Ausgangstext:
----------------------------------------
# Moeller Darwin Technologie



## MeisterLampe81 (19 Mai 2010)

Nochmal hallo..

Wie nun folgt der zweite Theat wegen des schon unten erwähnten Umbaus.

Hat hier schon jemand erfahrung mit der "Smart Wire Darwin" Technologie von Moeller?? Meint Ihr, das gibt es auch noch in 10 Jahren bzw. wird es sich durchsetzen (fragen wir mal die Glaskugel )?? Ist die Programmierung bzw. Erweiterung problemlos?? Läuft die ganze Sache stabil?? Wie Diagnosefähig ist Darwin im Fehlerfall?? Ist es wirklich weniger Gesamtaufwand (Verdrahtung + Programmierung)?? 

Auf die Herstelleraussagen möchte ich mich jetzt nicht stützen, da die ja wohl kaum Ihr neues Steckenpferd kaputt reden..


gruß
MeisterLampe81


----------



## Blockmove (19 Mai 2010)

Ich teile deine Bedenken auch.
Ausserdem sehe ich auch nicht das große Einsparpotential.
Bei Serienmaschinen mag es sich vielleicht lohnen, ansonsten verlagert sich einfach nur der Aufwand vom Verdrahten zum Projektieren.

Gruß
Dieter
FB_Addon_TelNo{ height:15px !important;  white-space: nowrap !important;  background-color: #0ff0ff;}


----------



## rostiger Nagel (19 Mai 2010)

ich habe das schon verbaut, aber nutze es nicht mehr da es zu der Zeit 
wo wir es eingesetzt hatten noch einiges fehlte. Zum zweiten nach dem
die Fa. Moeller sich entschieden hat, die frühere Qualität bei den Schalt-
Geräten nicht produzieren zu wollen haben wir uns von den Lieferanten
getrennt, in nachhinein war das eine kluge Entscheidung.

Zum System selber, das ist eine gute Idee kommt aber nicht von moeller
sondern von der Fa. Brandt Kantentechnik in Lemgo, die das von der
Fa. Moeller in einer anderen Art hat produzieren lassen.
----------------------------------------
(Daten zum Zeigen auf Regionen)
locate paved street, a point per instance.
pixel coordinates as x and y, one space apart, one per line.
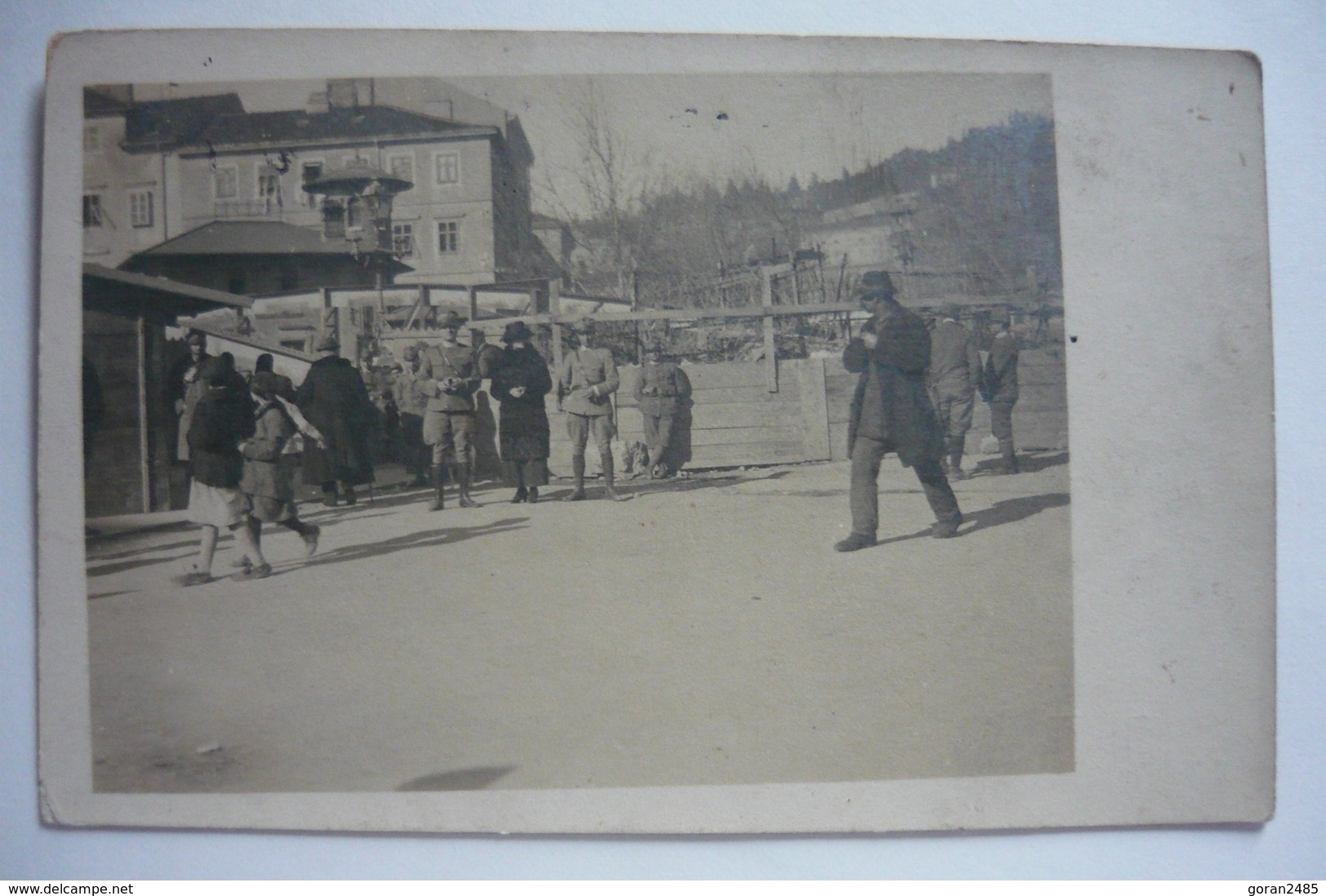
702 632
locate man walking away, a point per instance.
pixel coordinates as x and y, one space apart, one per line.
450 378
891 412
1000 391
955 371
335 401
585 384
663 394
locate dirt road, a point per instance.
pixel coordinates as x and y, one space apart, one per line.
702 632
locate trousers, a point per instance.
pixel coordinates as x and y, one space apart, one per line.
863 496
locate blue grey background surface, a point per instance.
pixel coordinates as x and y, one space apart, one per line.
1289 36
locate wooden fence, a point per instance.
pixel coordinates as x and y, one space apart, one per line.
738 422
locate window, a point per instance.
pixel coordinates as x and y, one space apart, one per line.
141 207
309 171
449 167
402 240
91 210
226 183
402 166
269 187
449 236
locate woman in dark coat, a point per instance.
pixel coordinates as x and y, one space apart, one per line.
520 382
335 401
222 419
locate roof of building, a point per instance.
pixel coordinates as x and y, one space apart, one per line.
247 237
162 123
299 126
121 292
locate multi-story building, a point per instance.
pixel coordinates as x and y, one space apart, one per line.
464 220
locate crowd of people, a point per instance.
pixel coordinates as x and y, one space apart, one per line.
244 439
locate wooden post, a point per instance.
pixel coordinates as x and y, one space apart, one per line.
144 462
555 308
770 354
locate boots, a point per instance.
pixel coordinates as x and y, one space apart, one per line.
579 472
1009 462
608 479
463 486
439 480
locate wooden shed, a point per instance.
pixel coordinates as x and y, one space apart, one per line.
129 459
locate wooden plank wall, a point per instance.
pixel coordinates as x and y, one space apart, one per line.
1040 416
738 420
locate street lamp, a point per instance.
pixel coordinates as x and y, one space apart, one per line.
357 207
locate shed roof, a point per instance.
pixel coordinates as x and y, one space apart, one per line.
290 127
246 237
122 292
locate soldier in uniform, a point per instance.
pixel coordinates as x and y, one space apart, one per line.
663 394
411 403
891 412
585 384
1000 390
449 378
955 371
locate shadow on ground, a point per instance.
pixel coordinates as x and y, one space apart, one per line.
1027 462
430 539
1003 512
458 779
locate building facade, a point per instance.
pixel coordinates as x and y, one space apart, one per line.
159 169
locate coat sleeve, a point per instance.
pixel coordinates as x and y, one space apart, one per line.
610 378
855 357
269 437
543 378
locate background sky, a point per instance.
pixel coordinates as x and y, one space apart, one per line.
672 133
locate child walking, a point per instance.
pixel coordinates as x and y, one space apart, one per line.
268 479
222 419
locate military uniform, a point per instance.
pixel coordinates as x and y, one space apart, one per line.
1000 390
663 395
449 379
411 403
585 384
955 371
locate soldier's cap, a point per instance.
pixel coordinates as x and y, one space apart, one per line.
874 282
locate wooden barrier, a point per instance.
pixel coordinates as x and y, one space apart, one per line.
738 422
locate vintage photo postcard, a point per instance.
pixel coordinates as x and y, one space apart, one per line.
646 433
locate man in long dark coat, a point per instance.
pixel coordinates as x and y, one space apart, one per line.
520 382
999 388
335 401
891 412
955 371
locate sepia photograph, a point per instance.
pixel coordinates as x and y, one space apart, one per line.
583 432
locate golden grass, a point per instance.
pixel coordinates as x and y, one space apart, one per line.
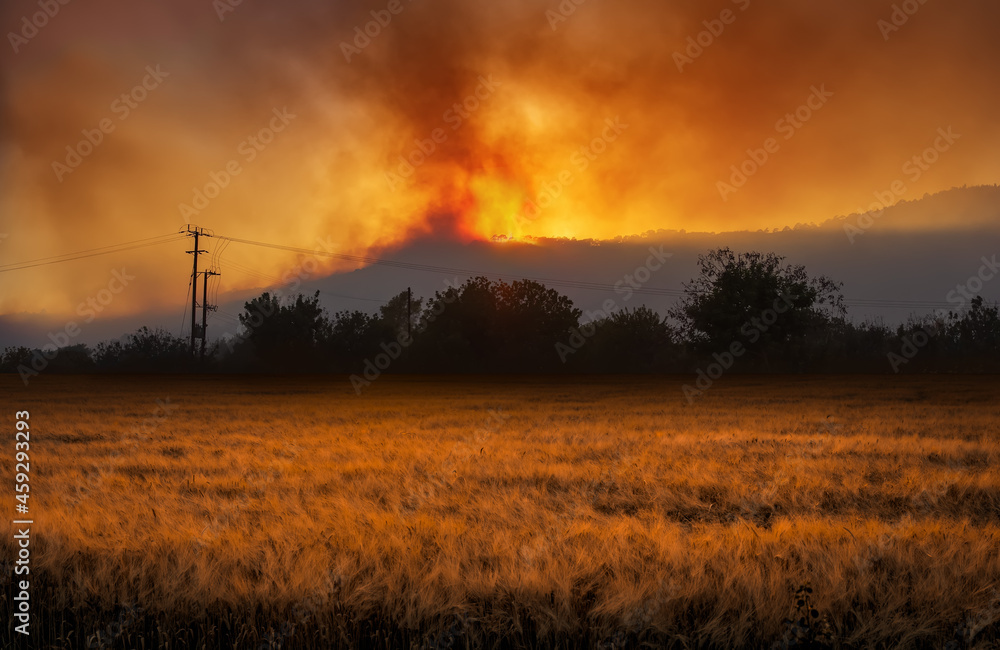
----------------------------------------
Deine Aufgabe:
Gib den Abschnitt aus dem Forenthread zur Darwin-Technologie, der mit den Worten "Ausserdem sehe ich" beginnt und mit "Nagel (19 Mai 2010)" endet, noch einmal wieder. Tausche dabei "Serienmaschinen" gegen "Sondermaschinen" aus.

Ausgabe:
Ausserdem sehe ich auch nicht das große Einsparpotential.
Bei Sondermaschinen mag es sich vielleicht lohnen, ansonsten verlagert sich einfach nur der Aufwand vom Verdrahten zum Projektieren.

Gruß
Dieter
FB_Addon_TelNo{ height:15px !important;  white-space: nowrap !important;  background-color: #0ff0ff;}


----------



## rostiger Nagel (19 Mai 2010)